- _Source excerpt_
Constraints On Effective Product Development

What company wouldn’t love to have its product development efforts be more effective? Be able to release new products and product updates with fewer delays and overruns, with higher quality and at lower cost? And be sure of the product-market fit, too?

Many companies spend inordinate amounts of time, effort and management attention on just this. And yet reap little in the way of benefits from that investment.

Why is this? What are the blockers (constraints) frustrating these ambitions?

I see the same patterns time after time. Patterns that stymie effective practices and lock in ineffective approaches and poor results. Here’s some of the more common ones:

Whole Products

Few companies are able to reap the benefits of a Whole Product approach to New Product Development. The constraint here is the ability of people and teams from different functional areas across the business to come together (literally and figuratively) for the duration of a product’s development. Toyota have long eliminated this constraint through their Obeya concept, and unique matrix structure.

Set-Based Concurrent Engineering

Most companies suffer unpredicted (yet predictable) overruns and delays in the development of many (most) of their products. One key constraint in play here is the lack of options when a particular component or subsystem — on the product’s critical path — proves problematic. SBCE eliminates this constraint by purposely providing options at every stage of the product’s development. At each “integration point” during a development, the most promising (and always 100% viable) option is selected. SBCE as a solution is predicated on the organisation’s ability to save its learning on and investment in the “pruned” options, for future products or upgrades.

- _Set problem 1_
Decide whether each statement agrees with the product development excerpt, answering yes or no and quoting the words of the excerpt that settle it. (a) Toyota removed the Whole Product constraint through its Obeya concept. (b) Under SBCE, the cheapest option is chosen at each integration point. (c) Companies that invest heavily in product development usually gain large benefits from it.
- _Set problem 2_
According to the product development excerpt, what is SBCE as a solution predicated on?
- _Set problem 3_
List every resource that, according to the product development excerpt, many companies spend inordinate amounts of on making product development more effective.
The data after this point is unrelated to the product development excerpt.

- _Information supplied_
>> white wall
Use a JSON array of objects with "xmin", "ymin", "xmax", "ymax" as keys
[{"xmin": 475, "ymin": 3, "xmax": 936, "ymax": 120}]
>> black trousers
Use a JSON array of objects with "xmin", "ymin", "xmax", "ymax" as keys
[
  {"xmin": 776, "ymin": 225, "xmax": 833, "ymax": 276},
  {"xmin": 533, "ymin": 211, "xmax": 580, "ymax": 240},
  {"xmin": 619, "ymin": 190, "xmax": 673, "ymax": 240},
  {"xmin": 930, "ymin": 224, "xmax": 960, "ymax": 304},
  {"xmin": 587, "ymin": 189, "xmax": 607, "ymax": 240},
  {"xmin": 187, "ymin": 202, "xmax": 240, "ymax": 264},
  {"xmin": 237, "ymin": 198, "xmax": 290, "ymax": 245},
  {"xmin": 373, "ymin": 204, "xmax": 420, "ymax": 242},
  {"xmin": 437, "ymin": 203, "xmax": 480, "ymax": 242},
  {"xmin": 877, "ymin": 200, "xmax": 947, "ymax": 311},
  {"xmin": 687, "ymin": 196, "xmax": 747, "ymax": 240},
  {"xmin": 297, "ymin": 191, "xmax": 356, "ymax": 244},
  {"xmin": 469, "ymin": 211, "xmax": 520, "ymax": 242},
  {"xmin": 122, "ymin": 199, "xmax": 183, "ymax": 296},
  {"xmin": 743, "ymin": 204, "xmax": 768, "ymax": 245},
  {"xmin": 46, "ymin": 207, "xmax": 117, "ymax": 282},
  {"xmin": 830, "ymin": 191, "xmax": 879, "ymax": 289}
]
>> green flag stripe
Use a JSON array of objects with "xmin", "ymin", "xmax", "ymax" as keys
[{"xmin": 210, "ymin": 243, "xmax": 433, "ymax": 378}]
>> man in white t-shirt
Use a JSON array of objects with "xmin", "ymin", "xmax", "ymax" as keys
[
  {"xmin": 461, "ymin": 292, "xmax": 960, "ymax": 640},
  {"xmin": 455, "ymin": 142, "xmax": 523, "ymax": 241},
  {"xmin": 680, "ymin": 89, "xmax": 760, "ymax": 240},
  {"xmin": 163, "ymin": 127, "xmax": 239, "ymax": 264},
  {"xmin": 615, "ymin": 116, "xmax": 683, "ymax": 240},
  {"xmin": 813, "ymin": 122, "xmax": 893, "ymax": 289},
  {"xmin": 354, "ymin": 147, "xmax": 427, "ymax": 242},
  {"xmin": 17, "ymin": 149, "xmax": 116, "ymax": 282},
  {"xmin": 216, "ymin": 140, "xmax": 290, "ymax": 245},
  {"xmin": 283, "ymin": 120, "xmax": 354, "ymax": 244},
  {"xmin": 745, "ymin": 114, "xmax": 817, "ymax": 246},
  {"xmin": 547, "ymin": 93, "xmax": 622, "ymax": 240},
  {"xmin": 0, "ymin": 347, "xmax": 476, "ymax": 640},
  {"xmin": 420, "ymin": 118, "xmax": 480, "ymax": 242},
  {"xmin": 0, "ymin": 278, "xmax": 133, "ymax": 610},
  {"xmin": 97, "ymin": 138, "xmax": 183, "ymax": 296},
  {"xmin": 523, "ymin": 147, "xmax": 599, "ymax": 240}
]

- _Answer 1_
(a) Yes: "Toyota have long eliminated this constraint through their Obeya concept, and unique matrix structure."
(b) No: "the most promising (and always 100% viable) option is selected."
(c) No: "And yet reap little in the way of benefits from that investment."

- _Answer 2_
It is predicated on the organisation's ability to save its learning on and investment in the "pruned" options, for future products or upgrades.

- _Answer 3_
Time, effort, and management attention.